Your tasks
**A)** In the text on uranium ore deposits, which organization developed the most widely used scheme for classifying uranium deposits?
**B)** Pick up the text on uranium ore deposits after its last sentence and keep writing.

Excerpted passage
•••••
Uranium ore deposits are economically recoverable concentrations of uranium within Earth's crust. Uranium is one of the most common elements in Earth's crust, being 40 times more common than silver and 500 times more common than gold. It can be found almost everywhere in rock, soil, rivers, and oceans. The challenge for commercial uranium extraction is to find those areas where the concentrations are adequate to form an economically viable deposit. The primary use for uranium obtained from mining is in fuel for nuclear reactors.

Globally, the distribution of uranium ore deposits is widespread on all continents, with the largest deposits found in Australia, Kazakhstan, and Canada. To date, high-grade deposits are only found in the Athabasca Basin region of Canada.^{[disputed – discuss]} Uranium deposits are generally classified based on host rocks, structural setting, and mineralogy of the deposit. The most widely used classification scheme was developed by the International Atomic Energy Agency and subdivides deposits into 15 categories.

Uranium is a silvery-gray, weakly radioactive metallic chemical element. It has the chemical symbol U and atomic number 92. The most common isotopes in natural uranium are ²³⁸U (99.274%) and ²³⁵U (0.711%). All uranium isotopes present in natural uranium are radioactive and fissionable, and ²³⁵U is fissile (will support a neutron-mediated chain reaction). Uranium, thorium, and one radioactive isotope of potassium (⁴⁰
K) as well as their decay products are the main elements contributing to natural terrestrial radioactivity. Cosmogenic radionuclides are of less importance, but unlike the aforementioned primordial radionuclides, which date back to the formation of the planet and have since slowly decayed away, they are replenished at roughly the same rate they decay by the bombardment of Earth with cosmic rays.

Uranium has the highest atomic weight of the naturally occurring elements and is approximately 70% denser than lead, but it is not as dense as tungsten, gold, platinum, iridium, or osmium. It is always found combined with other elements. Along with all elements having atomic weights higher than that of iron, it is only naturally formed in supernova explosions.
•••••
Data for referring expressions
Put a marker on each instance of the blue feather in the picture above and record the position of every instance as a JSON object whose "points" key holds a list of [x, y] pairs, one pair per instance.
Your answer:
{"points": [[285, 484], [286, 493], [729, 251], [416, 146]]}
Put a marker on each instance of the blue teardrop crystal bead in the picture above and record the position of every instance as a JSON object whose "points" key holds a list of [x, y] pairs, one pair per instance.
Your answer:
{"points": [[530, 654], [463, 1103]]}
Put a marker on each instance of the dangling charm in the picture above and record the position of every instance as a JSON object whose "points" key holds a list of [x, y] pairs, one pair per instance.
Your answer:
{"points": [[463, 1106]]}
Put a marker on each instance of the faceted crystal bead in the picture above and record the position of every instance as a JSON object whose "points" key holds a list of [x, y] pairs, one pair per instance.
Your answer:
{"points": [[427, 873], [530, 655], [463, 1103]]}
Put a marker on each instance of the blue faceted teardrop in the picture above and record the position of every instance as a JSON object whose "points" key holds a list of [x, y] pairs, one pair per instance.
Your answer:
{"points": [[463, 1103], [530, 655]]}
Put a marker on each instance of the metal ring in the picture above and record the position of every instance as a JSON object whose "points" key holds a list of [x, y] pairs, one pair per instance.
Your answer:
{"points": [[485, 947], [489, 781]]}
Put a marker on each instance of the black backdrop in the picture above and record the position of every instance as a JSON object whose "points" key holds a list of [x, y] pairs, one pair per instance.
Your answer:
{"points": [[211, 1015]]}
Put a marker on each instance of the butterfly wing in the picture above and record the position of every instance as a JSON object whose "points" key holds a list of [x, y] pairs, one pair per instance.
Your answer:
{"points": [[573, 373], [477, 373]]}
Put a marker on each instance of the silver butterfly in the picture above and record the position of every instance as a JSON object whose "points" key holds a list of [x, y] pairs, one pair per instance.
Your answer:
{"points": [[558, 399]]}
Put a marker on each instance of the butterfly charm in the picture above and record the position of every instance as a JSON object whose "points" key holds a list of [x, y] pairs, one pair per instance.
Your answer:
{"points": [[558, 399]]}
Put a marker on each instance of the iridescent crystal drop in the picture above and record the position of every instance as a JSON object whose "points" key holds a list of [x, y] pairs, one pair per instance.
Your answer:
•••••
Numbered responses
**A)** The International Atomic Energy Agency.

**B)**
The primary uranium ore mineral is uraninite (UO₂) (previously known as pitchblende). A range of other uranium minerals can be found in various deposits. These include carnotite, tyuyamunite, torbernite and autunite. The davidite-brannerite-absite type uranium titanates, and the euxenite-fergusonite-samarskite group are other uranium minerals.

A large variety of secondary uranium minerals are known, many of which are brilliantly coloured and fluorescent. The most common are gummite (a mixture of minerals), autunite (with calcium), saleeite (magnesium) and torbernite (with copper); and hydrated uranium silicates such as coffinite, uranophane (with calcium) and sklodowskite (magnesium).

There are several themes of uranium ore deposit formation, which are caused by geological and chemical features of rocks and the element uranium. The basic themes of uranium ore genesis are host mineralogy, reduction-oxidation potential, and porosity.

Uranium is a highly soluble and radioactive heavy metal. It can be easily dissolved, transported and precipitated within groundwater by subtle changes in oxidation conditions. Uranium does not usually form very insoluble mineral species, which is a further factor in the wide variety of geological conditions and places in which uranium mineralization may accumulate.